Problem 1: Pick out every row that contains the string "overcast", and copy each one.

* Begin Reading passage *

Vedic Linguistics or The Vedic Science of Language
by Vamadeva Shastri

Vedic, Hindu or yogic linguistics or science of language is quite 
detailed from Vedic texts that emphasize mantra and akshara, to late Vedic 
texts like Aitareya Aranyaka which refer to 360 different types of consonants, 
360 vowels and 360 sibilants, to Panini and other great grammarians, to such 
great yogis of the Yoga of Sound like Bhartrihari, Abhinavagupta and the Kashmiri 
Shaivite school, up to the great modern poet Sri Aurobindo and also Ram 
Swarup. The literature is enormous and would fill several libraries.

Of the six Vedangas or ways of viewing the Vedas, four relate to 
language with

etymology (Nirukta), 
grammar (Vyakarana), 
pronunciation (Siksha) and 
meter (Chandas).

The Vedic language itself was called meter or Chandas.

The Vedic view traces language back to primary roots to the ultimate 
root OM and the great silence beyond (Brahman). It views these roots as 
mantras, as sacred sounds, as defining consciousness and as creating the entire 

Each of these mantras is connected to a Devata or divine power of 
creation, particularly different forms of the Goddess who herself is Vak or the 
Divine Word.

* End Reading passage *
* Begin Record list *

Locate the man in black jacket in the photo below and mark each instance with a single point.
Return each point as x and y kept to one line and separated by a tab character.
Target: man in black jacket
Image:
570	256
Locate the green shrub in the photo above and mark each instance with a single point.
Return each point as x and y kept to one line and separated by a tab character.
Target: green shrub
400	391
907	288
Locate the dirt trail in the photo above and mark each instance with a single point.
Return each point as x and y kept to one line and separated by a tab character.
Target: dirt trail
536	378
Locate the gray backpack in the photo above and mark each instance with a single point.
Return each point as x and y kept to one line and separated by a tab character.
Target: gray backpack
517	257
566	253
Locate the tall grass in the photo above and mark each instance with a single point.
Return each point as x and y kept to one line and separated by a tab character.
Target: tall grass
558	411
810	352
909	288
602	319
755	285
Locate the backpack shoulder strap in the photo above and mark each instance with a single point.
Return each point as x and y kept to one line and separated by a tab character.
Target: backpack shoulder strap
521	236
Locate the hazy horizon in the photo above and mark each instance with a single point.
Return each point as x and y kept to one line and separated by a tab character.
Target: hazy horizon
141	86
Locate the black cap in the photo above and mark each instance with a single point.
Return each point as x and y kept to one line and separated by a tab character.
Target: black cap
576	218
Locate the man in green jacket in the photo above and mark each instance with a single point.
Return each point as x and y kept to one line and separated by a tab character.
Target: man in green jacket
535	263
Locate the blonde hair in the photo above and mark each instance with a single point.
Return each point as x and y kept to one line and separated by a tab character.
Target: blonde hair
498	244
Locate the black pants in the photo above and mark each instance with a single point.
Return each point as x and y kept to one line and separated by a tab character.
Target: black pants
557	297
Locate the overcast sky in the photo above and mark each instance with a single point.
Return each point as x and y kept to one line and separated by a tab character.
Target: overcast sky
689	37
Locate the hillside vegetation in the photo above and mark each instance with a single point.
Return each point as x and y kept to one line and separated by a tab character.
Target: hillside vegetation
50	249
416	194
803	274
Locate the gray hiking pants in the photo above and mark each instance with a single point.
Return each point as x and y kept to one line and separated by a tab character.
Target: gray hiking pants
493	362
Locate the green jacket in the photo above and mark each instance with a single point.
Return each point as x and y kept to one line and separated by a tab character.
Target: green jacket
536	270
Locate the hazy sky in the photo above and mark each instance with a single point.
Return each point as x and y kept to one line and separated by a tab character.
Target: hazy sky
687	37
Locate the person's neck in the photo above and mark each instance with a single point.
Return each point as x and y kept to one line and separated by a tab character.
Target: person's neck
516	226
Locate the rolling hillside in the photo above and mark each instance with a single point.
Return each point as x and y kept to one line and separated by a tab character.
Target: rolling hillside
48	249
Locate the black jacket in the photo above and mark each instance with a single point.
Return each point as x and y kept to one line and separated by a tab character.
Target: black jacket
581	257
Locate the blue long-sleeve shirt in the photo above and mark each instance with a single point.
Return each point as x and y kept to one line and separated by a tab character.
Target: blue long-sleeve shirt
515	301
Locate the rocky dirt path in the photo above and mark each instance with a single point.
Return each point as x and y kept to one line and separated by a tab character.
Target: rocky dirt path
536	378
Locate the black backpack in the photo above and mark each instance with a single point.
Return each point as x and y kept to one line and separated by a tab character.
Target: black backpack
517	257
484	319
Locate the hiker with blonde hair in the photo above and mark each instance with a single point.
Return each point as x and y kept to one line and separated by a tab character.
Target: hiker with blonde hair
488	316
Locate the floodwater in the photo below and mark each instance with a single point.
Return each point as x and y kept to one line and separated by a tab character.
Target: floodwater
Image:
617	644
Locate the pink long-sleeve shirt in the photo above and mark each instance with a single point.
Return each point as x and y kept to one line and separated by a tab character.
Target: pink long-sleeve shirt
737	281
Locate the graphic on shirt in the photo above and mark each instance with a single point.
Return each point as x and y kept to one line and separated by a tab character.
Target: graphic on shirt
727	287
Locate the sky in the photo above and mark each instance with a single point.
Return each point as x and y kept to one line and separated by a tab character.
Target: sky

* End Record list *

Problem 2: In the passage on Vedic linguistics above, rewrite the paragraph beginning "Vedic, Hindu or yogic linguistics" in a shorter form that keeps its main facts.

Correct output 1:
Locate the overcast sky in the photo above and mark each instance with a single point.
Target: overcast sky

Correct output 2: Vedic, Hindu or yogic linguistics is highly detailed, and its literature would fill several libraries. It runs from Vedic texts stressing mantra and akshara, through late Vedic texts such as the Aitareya Aranyaka (which names 360 types each of consonants, vowels and sibilants), Panini and other grammarians, and yogis of the Yoga of Sound such as Bhartrihari, Abhinavagupta and the Kashmiri Shaivite school, up to the modern poet Sri Aurobindo and Ram Swarup.